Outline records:
==========
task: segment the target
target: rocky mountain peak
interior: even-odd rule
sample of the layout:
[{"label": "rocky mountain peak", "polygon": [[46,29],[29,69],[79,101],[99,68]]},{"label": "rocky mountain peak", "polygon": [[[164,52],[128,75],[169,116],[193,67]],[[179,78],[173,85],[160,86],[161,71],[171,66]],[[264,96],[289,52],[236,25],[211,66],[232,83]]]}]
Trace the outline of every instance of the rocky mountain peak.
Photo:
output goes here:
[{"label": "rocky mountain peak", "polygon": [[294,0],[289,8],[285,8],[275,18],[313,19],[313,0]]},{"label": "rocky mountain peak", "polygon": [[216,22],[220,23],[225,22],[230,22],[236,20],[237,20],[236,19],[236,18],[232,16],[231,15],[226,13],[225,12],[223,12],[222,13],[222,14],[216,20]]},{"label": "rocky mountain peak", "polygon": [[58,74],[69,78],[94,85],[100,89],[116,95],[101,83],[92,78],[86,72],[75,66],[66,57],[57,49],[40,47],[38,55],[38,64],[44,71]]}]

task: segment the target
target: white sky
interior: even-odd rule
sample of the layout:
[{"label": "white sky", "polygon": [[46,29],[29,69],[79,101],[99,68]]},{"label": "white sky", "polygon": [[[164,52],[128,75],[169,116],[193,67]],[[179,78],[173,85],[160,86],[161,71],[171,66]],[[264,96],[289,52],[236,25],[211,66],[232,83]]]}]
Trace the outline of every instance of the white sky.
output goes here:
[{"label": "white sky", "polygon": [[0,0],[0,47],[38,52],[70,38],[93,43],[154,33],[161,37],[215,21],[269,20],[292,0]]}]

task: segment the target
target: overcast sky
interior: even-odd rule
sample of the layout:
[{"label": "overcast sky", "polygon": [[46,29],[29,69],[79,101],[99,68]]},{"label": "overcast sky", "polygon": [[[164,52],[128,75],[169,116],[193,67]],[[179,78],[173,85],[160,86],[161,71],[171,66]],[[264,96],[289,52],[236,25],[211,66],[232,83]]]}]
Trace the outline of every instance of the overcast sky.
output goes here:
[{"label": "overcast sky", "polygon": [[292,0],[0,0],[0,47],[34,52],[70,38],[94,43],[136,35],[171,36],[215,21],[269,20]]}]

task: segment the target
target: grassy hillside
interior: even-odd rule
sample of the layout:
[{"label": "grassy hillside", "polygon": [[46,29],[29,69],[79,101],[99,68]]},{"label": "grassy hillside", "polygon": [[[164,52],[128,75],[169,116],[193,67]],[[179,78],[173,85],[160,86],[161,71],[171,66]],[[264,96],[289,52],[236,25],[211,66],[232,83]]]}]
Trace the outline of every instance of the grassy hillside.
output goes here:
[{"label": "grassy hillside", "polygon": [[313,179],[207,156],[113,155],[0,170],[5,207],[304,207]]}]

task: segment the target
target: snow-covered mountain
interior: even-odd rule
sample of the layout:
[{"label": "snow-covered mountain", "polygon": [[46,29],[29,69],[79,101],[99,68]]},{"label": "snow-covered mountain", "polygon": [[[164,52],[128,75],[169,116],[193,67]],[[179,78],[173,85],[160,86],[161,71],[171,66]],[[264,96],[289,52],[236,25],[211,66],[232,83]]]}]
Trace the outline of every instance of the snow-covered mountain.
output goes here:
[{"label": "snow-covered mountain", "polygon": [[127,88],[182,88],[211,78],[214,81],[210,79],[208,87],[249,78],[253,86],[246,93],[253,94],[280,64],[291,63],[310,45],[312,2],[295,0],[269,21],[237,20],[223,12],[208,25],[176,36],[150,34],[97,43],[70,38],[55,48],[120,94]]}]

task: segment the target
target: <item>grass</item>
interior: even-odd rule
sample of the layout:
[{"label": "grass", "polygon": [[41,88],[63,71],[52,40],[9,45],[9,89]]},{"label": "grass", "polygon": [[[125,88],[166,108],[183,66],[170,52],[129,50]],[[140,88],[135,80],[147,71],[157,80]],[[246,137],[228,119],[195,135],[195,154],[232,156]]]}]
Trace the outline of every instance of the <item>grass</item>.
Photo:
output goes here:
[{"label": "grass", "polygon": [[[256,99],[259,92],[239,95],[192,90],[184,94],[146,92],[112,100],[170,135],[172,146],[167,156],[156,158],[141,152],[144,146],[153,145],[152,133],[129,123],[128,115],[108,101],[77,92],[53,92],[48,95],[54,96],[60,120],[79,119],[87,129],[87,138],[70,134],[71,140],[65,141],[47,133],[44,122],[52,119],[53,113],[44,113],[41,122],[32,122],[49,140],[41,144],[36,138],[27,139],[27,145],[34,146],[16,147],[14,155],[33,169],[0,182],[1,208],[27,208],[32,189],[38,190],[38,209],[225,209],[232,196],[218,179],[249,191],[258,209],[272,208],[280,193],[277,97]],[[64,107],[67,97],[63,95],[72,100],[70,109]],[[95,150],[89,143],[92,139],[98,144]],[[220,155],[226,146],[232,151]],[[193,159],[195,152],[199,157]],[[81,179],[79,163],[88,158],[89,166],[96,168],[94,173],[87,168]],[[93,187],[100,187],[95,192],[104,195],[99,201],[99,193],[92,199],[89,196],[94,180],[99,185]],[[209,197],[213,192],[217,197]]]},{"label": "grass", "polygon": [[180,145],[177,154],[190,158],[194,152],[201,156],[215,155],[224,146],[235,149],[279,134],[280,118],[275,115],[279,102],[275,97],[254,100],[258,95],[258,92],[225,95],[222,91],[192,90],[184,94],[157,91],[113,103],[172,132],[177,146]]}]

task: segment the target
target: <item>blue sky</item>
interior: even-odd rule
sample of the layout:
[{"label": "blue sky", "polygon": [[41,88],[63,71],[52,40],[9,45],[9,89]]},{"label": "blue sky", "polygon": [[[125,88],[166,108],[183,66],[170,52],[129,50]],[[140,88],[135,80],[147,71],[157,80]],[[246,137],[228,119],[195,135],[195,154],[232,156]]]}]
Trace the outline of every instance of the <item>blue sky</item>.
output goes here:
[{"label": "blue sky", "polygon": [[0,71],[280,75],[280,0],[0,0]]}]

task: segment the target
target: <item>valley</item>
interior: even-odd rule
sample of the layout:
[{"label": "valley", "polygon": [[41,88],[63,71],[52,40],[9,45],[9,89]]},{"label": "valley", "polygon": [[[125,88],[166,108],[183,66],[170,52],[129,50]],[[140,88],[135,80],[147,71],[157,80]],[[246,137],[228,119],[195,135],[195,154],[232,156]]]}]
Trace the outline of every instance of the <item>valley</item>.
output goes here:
==========
Count the lines of the records above that contain the string "rocky", treating uppercase and lowercase as different, and reply with the number alone.

4